My Kind Of Country

Country music from a fan's point of view.

Tag Archives: Everly Brothers

Favorite country songs of the 1970s: Part 6

For part six of this series, as always, just some songs I liked, one song per artist, not necessarily the biggest hit, (although I feel free to comment on other songs by the artist).

Forgive and Forget” – Eddie Rabbitt (1975)

Prior to this, Eddie was known, if at all, as a songwriter. This record got to #12, but did better than that in some markets, and gave Rabbitt his first significant hit. The next song “I Should Have Married You” got to #11; after that the next 33 singles would crack the top 10 with 19 of them getting to #1 on either Billboard and/or Cashbox.

Ladies Love Outlaws” – Jimmy Rabbitt and Renegade (1976)

The title track of a 1972 Waylon Jennings album, for some reason RCA never issued the song as a Jennings single, although it got considerable airplay (it didn’t chart because Billboard did not track non-singles airplay at the time). Jimmy’s version was good (Waylon’s was better) and got to #80, his only chart appearance.

== Raw records ==
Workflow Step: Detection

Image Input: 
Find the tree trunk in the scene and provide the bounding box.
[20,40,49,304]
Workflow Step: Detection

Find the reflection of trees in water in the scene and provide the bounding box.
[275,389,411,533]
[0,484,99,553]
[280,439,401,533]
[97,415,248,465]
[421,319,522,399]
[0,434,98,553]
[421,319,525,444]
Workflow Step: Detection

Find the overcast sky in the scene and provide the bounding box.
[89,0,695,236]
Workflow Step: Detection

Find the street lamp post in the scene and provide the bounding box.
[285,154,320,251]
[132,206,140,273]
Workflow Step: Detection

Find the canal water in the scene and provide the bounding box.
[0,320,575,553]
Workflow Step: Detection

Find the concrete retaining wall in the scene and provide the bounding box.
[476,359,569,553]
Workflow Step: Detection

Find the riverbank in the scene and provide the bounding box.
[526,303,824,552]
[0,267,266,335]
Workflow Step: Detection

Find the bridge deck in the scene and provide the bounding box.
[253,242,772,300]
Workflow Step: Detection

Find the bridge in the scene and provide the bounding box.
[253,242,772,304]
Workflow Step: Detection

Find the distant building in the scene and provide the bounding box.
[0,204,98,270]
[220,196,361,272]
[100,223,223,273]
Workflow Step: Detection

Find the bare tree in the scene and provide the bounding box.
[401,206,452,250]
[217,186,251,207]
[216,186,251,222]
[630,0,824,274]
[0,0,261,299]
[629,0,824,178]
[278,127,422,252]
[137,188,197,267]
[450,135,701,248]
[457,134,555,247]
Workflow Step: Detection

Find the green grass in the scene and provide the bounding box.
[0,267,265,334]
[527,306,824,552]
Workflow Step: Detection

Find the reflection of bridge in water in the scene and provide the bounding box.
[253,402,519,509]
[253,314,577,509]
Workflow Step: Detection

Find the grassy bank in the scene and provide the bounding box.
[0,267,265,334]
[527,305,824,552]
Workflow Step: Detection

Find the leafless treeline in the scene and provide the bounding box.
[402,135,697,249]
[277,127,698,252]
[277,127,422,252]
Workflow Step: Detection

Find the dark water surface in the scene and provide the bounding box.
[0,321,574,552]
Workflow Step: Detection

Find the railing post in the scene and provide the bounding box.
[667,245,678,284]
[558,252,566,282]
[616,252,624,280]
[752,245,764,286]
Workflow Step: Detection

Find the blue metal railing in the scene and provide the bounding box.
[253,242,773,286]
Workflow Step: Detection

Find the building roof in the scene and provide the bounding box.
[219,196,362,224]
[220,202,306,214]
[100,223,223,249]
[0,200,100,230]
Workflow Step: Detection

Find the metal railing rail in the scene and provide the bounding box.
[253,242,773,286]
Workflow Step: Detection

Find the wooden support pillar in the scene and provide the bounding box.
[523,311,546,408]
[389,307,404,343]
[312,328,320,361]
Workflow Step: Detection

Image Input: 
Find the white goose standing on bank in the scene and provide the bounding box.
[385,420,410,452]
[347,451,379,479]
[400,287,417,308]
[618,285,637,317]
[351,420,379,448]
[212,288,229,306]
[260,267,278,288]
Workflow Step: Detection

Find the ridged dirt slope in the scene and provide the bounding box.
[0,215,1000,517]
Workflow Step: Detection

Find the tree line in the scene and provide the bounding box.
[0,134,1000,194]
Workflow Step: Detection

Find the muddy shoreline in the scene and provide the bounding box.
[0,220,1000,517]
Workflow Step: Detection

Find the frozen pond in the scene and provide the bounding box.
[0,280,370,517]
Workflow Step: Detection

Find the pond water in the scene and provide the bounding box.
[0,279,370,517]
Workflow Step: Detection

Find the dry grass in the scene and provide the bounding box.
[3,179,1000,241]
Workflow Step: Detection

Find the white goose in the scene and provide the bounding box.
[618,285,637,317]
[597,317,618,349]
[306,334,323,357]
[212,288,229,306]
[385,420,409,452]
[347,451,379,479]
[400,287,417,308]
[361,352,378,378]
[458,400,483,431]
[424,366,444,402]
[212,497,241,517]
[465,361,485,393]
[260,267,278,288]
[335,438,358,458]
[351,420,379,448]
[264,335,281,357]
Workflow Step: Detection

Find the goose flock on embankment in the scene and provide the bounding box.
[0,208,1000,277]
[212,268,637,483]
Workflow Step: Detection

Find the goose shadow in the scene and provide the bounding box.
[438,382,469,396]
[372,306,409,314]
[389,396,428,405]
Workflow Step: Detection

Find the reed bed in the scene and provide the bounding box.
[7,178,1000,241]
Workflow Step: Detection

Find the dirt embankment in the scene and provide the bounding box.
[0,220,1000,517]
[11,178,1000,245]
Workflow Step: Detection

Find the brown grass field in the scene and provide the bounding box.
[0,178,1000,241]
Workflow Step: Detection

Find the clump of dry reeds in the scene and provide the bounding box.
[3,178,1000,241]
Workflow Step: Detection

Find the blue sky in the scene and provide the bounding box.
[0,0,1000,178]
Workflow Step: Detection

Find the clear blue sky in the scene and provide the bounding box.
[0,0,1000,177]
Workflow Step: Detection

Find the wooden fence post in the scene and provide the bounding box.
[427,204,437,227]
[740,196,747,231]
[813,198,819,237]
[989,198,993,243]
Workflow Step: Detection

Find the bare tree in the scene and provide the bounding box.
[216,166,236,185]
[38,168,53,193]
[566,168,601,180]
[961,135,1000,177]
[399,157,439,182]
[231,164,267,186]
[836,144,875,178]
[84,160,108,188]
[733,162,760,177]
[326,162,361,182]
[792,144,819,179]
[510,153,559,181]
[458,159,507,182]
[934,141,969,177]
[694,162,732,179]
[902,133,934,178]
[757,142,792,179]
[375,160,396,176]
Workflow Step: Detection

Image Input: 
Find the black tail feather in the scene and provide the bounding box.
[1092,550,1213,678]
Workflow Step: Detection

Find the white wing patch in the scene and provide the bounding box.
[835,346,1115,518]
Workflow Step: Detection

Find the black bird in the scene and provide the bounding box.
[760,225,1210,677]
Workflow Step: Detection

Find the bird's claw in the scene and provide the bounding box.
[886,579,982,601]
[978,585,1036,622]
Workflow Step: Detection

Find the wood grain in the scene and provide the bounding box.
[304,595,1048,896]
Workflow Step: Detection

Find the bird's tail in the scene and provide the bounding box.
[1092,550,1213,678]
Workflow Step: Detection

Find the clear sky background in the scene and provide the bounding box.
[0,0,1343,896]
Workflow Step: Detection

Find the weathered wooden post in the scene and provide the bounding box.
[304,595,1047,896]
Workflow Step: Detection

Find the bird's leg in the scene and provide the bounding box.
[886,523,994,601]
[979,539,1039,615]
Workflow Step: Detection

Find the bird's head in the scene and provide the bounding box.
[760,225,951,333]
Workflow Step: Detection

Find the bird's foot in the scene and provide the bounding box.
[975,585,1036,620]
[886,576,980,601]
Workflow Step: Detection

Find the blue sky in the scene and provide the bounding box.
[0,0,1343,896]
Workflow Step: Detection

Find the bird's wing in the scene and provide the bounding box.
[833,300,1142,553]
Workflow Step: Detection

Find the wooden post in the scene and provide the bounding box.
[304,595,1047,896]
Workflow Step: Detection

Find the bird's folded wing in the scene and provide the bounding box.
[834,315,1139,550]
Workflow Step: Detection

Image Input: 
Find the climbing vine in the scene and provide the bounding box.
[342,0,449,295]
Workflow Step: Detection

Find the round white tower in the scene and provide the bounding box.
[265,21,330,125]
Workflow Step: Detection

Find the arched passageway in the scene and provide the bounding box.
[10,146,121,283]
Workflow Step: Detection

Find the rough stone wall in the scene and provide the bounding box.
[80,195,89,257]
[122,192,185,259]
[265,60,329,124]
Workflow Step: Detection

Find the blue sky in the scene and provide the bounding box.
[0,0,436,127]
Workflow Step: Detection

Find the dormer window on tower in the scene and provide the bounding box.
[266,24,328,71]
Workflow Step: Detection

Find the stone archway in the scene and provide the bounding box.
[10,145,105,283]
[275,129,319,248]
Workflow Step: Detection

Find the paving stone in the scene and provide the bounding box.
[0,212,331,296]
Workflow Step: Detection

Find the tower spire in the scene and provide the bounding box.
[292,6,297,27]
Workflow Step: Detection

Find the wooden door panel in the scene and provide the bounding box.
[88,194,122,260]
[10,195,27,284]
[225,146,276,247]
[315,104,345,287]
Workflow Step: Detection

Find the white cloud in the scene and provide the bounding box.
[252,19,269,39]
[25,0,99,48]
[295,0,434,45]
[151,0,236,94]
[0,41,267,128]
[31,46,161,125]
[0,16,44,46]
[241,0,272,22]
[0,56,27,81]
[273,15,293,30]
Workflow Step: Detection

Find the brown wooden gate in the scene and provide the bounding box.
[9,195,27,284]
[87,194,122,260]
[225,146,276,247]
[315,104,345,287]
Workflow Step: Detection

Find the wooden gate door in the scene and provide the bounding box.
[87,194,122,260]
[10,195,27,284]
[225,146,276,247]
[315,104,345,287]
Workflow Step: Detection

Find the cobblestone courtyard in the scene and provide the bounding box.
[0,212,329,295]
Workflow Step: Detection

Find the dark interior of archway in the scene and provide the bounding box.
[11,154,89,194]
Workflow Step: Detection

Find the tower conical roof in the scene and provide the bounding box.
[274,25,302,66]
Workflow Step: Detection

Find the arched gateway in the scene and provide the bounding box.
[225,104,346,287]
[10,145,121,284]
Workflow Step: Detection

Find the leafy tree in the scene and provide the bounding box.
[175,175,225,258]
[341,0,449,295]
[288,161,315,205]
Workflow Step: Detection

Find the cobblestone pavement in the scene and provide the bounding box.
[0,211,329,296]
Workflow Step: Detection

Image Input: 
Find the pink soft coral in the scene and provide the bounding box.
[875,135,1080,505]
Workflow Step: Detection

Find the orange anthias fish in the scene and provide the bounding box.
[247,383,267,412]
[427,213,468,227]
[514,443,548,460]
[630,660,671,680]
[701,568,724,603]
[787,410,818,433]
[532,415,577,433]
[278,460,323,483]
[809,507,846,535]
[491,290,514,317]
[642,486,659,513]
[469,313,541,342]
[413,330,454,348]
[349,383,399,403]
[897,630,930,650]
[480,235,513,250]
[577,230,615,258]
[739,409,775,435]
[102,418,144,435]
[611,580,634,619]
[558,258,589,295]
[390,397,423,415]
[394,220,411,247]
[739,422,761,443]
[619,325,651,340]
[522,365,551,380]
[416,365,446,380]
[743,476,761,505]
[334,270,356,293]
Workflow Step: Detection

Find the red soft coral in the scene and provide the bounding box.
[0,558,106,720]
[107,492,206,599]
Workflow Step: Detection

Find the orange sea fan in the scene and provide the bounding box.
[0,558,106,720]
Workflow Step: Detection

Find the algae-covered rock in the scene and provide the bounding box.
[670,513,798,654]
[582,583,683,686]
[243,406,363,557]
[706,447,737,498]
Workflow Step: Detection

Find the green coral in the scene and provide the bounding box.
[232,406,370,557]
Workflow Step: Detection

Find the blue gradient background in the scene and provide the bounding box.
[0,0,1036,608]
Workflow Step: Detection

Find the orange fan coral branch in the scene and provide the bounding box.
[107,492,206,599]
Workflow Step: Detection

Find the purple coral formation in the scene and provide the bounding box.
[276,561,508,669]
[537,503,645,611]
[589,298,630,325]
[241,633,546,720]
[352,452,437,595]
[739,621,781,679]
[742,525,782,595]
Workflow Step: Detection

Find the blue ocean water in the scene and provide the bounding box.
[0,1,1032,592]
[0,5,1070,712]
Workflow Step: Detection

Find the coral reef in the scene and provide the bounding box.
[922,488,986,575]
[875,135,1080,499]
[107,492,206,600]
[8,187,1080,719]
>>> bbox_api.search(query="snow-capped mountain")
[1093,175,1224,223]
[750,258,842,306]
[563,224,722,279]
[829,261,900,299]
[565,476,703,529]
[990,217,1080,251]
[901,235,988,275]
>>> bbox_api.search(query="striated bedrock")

== Set exercise ==
In the country music post, take the passage starting with "My Kind Of Country" and going on through "by the artist).", and write it out again with "collection" substituted for "series".

== Solution to this exercise ==
My Kind Of Country

Country music from a fan's point of view.

Tag Archives: Everly Brothers

Favorite country songs of the 1970s: Part 6

For part six of this collection, as always, just some songs I liked, one song per artist, not necessarily the biggest hit, (although I feel free to comment on other songs by the artist).